**Source passage**
++++
A recent retrospective study conducted at Massachusetts Eye and Ear found no chronic ocular complications in a small group of patients taking systemic cyclosporine (CsA) during the acute phase of Stevens-Johnson syndrome (SJS)/toxic epidermal necrolysis (TEN).

The study categorized patients with a diagnosis of SJS/TEN and with at least three months of follow-up into two groups of 14 eyes: those who received systemic CsA and those who did not. The researchers then compared best-corrected visual acuity (BCVA) and chronic ocular surface complications at final follow-up between the two groups. While acute ocular severity and chronic ocular complications were significantly associated, BCVA, chronic ocular surface complications score, meibomian gland dysfunction, limbal stem cell deficiency and the need for mucous membrane grafting and scleral lenses were not significantly different between the groups.
++++
**Data for review**
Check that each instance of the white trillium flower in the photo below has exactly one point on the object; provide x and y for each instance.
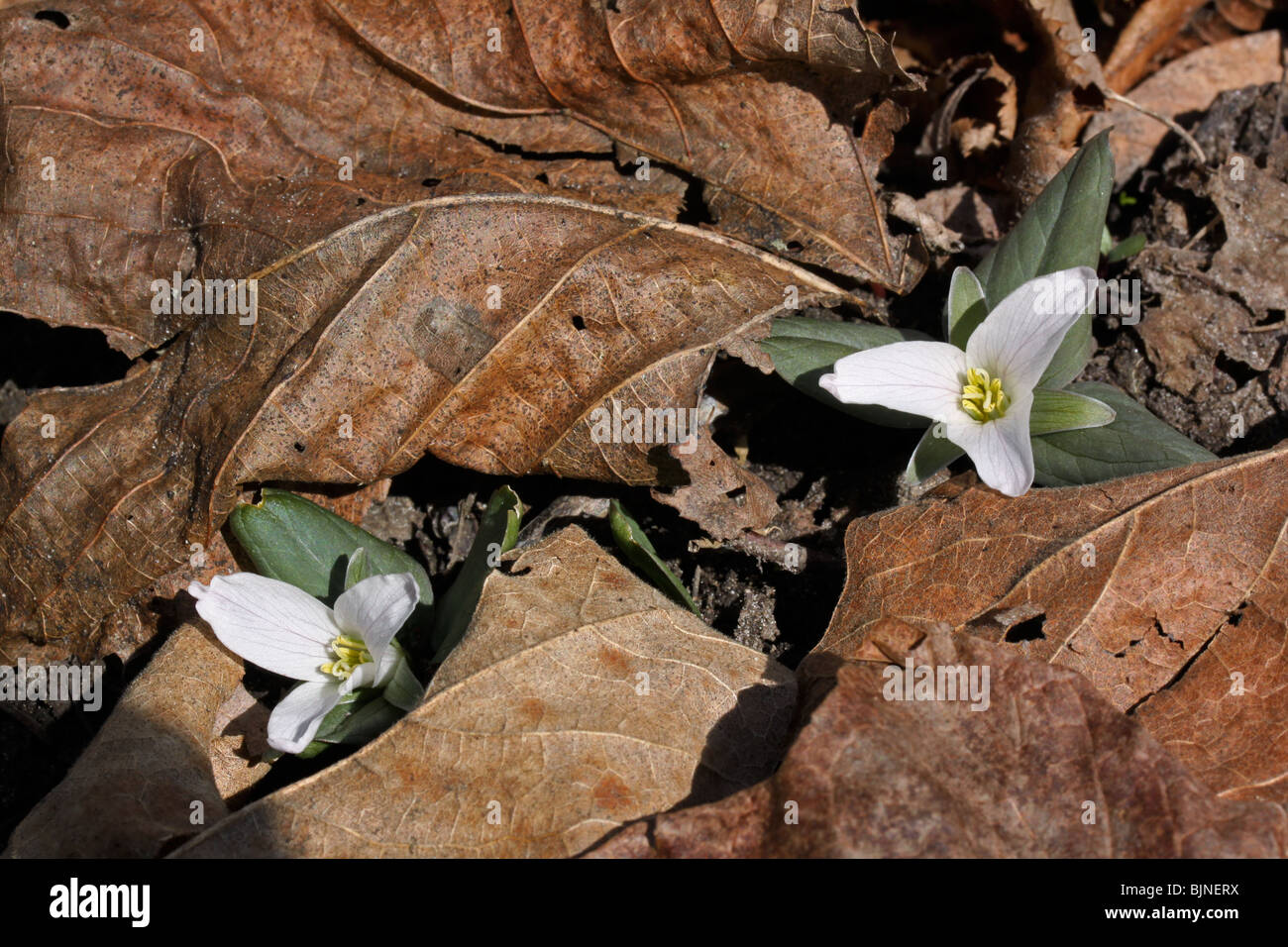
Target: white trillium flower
(287, 631)
(982, 395)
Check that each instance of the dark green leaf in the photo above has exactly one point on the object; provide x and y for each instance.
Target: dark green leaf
(1134, 442)
(1128, 248)
(931, 455)
(498, 530)
(1063, 410)
(1060, 230)
(636, 547)
(295, 540)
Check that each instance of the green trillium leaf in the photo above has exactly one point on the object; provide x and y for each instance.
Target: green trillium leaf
(498, 531)
(931, 455)
(296, 541)
(1056, 410)
(1060, 230)
(631, 540)
(1133, 442)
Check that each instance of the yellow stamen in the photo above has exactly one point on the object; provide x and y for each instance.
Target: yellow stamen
(983, 397)
(351, 652)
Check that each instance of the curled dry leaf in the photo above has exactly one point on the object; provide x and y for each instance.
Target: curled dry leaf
(1147, 34)
(1047, 770)
(1153, 586)
(1047, 133)
(1185, 85)
(211, 161)
(580, 698)
(132, 793)
(671, 80)
(481, 329)
(147, 138)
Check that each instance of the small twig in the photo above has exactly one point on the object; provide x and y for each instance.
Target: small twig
(1158, 116)
(1279, 105)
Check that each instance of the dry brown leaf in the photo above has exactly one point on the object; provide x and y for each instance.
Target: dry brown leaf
(539, 720)
(670, 80)
(1142, 583)
(871, 777)
(1196, 322)
(386, 322)
(1150, 30)
(213, 162)
(132, 793)
(1189, 84)
(239, 741)
(1047, 133)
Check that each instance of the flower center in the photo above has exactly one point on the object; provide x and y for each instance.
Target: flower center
(349, 652)
(983, 397)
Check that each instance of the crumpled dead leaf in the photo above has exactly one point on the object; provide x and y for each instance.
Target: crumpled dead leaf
(1189, 84)
(1145, 585)
(382, 331)
(580, 698)
(1050, 768)
(134, 791)
(146, 138)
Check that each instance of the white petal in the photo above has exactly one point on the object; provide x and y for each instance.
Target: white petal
(295, 720)
(376, 607)
(1001, 450)
(270, 624)
(1019, 338)
(921, 377)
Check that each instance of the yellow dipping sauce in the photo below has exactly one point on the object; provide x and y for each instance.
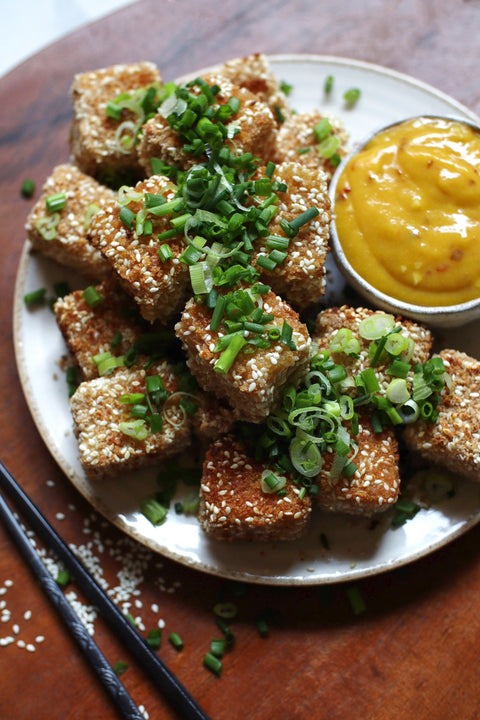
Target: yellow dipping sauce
(407, 210)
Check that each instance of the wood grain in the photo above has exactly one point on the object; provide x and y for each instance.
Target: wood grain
(413, 653)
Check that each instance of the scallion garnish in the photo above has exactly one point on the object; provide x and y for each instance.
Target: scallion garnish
(55, 203)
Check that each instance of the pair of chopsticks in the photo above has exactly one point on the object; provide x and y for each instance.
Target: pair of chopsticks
(169, 686)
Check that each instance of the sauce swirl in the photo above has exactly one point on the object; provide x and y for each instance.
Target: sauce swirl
(407, 212)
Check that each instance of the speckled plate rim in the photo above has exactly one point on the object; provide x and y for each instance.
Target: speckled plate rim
(298, 570)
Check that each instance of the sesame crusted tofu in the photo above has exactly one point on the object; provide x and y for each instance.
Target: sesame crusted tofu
(98, 413)
(89, 331)
(296, 141)
(68, 244)
(93, 137)
(233, 505)
(454, 439)
(255, 382)
(301, 277)
(254, 73)
(331, 320)
(212, 419)
(254, 120)
(159, 288)
(375, 485)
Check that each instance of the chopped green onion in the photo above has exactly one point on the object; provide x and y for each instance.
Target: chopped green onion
(351, 96)
(34, 298)
(127, 217)
(397, 391)
(136, 429)
(329, 146)
(376, 326)
(228, 357)
(213, 663)
(328, 85)
(218, 646)
(398, 368)
(56, 202)
(165, 253)
(154, 511)
(47, 226)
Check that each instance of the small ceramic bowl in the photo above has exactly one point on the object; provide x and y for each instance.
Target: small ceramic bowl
(440, 316)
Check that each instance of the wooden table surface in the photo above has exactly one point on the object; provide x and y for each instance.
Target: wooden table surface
(413, 652)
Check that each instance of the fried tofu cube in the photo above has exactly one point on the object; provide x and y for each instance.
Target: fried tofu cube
(104, 446)
(68, 244)
(375, 485)
(94, 143)
(90, 331)
(254, 73)
(212, 419)
(296, 141)
(331, 320)
(233, 505)
(255, 382)
(454, 439)
(159, 288)
(300, 279)
(254, 120)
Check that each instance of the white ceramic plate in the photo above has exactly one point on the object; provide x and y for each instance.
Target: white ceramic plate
(354, 550)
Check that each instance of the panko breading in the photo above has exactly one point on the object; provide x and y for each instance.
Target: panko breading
(234, 507)
(254, 120)
(254, 73)
(70, 247)
(375, 485)
(296, 141)
(301, 277)
(93, 141)
(159, 288)
(89, 331)
(454, 439)
(97, 413)
(255, 382)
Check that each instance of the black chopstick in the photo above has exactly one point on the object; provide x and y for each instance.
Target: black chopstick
(101, 666)
(170, 687)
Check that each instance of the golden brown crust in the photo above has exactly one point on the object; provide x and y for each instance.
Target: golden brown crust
(329, 321)
(70, 247)
(301, 278)
(254, 120)
(454, 440)
(92, 139)
(89, 331)
(255, 382)
(296, 134)
(159, 288)
(254, 73)
(97, 413)
(233, 506)
(375, 486)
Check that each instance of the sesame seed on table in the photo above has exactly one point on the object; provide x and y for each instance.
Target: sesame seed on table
(412, 652)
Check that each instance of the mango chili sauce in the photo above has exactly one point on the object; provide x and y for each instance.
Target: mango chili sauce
(407, 210)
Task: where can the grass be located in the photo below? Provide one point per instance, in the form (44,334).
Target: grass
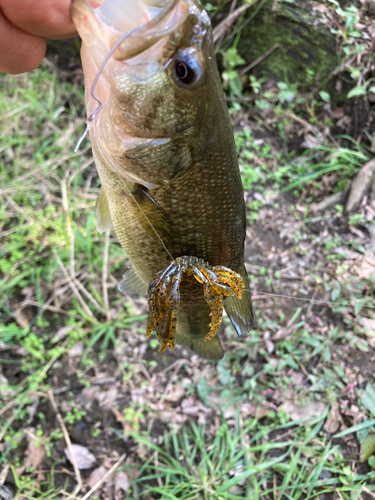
(190,429)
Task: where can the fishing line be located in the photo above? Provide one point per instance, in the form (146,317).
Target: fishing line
(95,82)
(150,223)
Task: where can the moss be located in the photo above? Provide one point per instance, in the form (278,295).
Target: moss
(306,48)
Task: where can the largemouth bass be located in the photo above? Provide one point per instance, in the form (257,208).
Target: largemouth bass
(164,150)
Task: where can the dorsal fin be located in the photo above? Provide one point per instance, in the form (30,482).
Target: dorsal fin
(240,311)
(132,284)
(103,215)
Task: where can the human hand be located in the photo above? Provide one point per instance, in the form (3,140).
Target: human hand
(24,27)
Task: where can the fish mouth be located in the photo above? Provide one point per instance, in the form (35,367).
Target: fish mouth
(127,27)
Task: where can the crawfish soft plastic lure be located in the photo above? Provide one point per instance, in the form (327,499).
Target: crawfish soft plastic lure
(164,295)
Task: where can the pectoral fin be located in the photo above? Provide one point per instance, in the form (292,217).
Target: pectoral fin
(152,217)
(132,283)
(240,311)
(103,215)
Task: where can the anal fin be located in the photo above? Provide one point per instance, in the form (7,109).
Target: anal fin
(211,349)
(103,215)
(240,311)
(132,284)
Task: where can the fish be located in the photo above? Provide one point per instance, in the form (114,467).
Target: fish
(164,150)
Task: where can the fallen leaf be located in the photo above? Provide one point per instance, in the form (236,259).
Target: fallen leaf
(368,398)
(296,412)
(333,422)
(367,266)
(108,397)
(5,493)
(35,452)
(95,476)
(369,326)
(121,483)
(84,459)
(368,447)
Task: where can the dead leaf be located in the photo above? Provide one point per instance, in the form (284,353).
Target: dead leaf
(62,332)
(368,447)
(96,475)
(35,451)
(333,422)
(367,266)
(296,412)
(84,459)
(369,326)
(108,397)
(121,483)
(5,493)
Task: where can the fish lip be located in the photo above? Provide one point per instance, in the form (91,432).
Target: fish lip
(130,42)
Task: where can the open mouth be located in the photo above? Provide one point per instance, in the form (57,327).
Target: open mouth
(132,25)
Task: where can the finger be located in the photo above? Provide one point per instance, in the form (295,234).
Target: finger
(46,18)
(19,51)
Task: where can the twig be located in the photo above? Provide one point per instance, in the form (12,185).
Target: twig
(259,60)
(88,295)
(8,405)
(103,479)
(105,276)
(232,7)
(18,208)
(369,492)
(65,204)
(68,443)
(4,473)
(74,288)
(221,28)
(50,308)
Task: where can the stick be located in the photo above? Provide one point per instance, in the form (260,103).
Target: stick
(68,443)
(260,59)
(106,475)
(105,277)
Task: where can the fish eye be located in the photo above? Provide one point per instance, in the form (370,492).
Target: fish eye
(186,69)
(184,72)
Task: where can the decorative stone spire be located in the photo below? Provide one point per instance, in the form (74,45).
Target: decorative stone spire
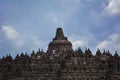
(60,42)
(59,35)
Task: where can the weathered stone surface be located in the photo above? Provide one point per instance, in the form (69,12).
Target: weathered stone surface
(60,62)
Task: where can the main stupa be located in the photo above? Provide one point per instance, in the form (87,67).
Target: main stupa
(60,42)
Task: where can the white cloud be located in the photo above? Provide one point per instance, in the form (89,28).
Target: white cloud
(78,41)
(113,7)
(12,34)
(112,43)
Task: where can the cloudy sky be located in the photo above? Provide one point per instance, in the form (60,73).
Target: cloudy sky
(27,25)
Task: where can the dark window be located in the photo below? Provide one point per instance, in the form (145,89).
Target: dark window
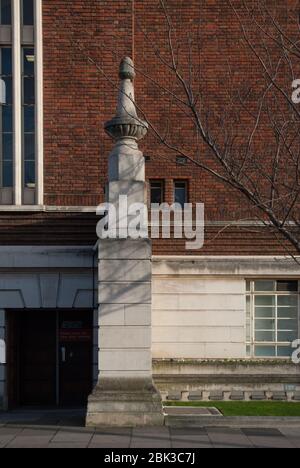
(180,192)
(28,13)
(28,116)
(6,127)
(157,191)
(287,286)
(5,12)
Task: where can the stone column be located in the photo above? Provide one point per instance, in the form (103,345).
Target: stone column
(125,394)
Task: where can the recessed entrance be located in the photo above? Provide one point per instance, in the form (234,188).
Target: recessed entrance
(49,357)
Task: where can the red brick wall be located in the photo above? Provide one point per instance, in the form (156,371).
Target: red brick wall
(78,98)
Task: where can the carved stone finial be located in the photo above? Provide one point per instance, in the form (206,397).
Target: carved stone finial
(126,124)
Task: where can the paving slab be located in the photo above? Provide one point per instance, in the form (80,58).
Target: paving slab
(190,438)
(267,438)
(152,437)
(292,434)
(224,437)
(111,438)
(73,436)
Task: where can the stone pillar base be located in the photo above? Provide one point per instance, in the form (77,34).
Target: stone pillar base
(125,402)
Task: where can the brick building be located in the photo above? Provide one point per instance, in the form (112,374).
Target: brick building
(224,316)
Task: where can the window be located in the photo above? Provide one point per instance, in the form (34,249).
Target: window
(181,192)
(272,317)
(21,123)
(28,12)
(5,12)
(157,191)
(28,118)
(6,127)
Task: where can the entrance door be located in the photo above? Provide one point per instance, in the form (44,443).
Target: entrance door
(37,358)
(49,357)
(75,357)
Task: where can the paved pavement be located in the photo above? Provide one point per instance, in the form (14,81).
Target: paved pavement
(65,430)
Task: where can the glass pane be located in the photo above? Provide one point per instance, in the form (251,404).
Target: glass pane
(29,119)
(180,195)
(264,312)
(28,13)
(287,312)
(5,12)
(7,174)
(248,331)
(7,125)
(265,324)
(6,61)
(288,301)
(29,147)
(287,324)
(29,172)
(156,192)
(284,351)
(287,336)
(265,300)
(8,90)
(264,285)
(28,62)
(7,146)
(248,305)
(29,94)
(265,336)
(287,286)
(265,351)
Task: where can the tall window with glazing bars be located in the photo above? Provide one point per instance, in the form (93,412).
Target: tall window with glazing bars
(19,145)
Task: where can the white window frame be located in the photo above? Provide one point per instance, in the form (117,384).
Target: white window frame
(17,44)
(251,344)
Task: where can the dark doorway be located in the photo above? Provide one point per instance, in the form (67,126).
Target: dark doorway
(49,357)
(75,357)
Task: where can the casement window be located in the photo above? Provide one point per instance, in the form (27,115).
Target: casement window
(272,317)
(157,191)
(181,192)
(21,122)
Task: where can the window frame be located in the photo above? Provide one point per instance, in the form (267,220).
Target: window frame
(186,188)
(250,307)
(162,184)
(19,36)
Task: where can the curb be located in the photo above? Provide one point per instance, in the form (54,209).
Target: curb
(231,421)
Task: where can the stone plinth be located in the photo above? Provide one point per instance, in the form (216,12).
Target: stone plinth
(125,394)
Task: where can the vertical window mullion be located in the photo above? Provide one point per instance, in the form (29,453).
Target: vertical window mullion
(17,103)
(276,323)
(39,118)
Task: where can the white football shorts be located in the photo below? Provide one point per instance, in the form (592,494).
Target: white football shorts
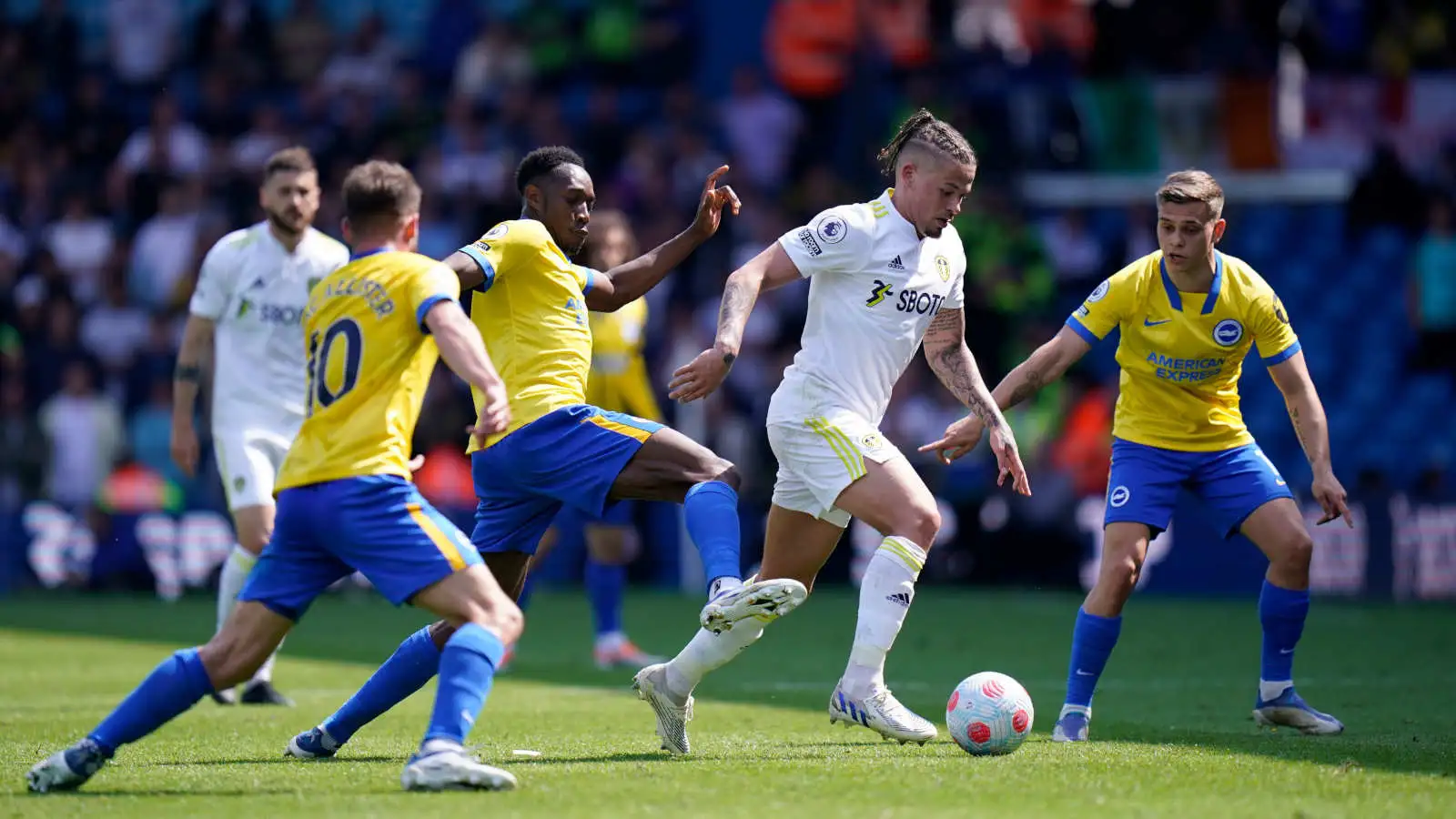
(820,458)
(249,460)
++++
**Task list**
a) Can you reproduce the passage on cyclosporine for Stevens-Johnson syndrome word for word, from "A recent retrospective" to "epidermal necrolysis (TEN)."?
b) Can you continue the passage on cyclosporine for Stevens-Johnson syndrome from its last sentence?

**Answers in order**
a)
A recent retrospective study conducted at Massachusetts Eye and Ear found no chronic ocular complications in a small group of patients taking systemic cyclosporine (CsA) during the acute phase of Stevens-Johnson syndrome (SJS)/toxic epidermal necrolysis (TEN).

b)
The researchers concluded that studies with a larger cohort of patients receiving standardized dosages as well as the duration of systemic CsA could further evaluate the treatment’s effects on ocular outcomes. Future areas of exploration would also include determining the role of topical CsA or tacrolimus in mitigating chronic ocular complications when given in the acute phase of SJS.

Hall LN, Shanbag SS, Rashad R, et al. The effects of systemic cyclosporine in acute Stevens-Johnson syndrome/toxic epidermal necrolysis on ocular disease. Ocul Surf. May 20, 2020. [Epub ahead of print].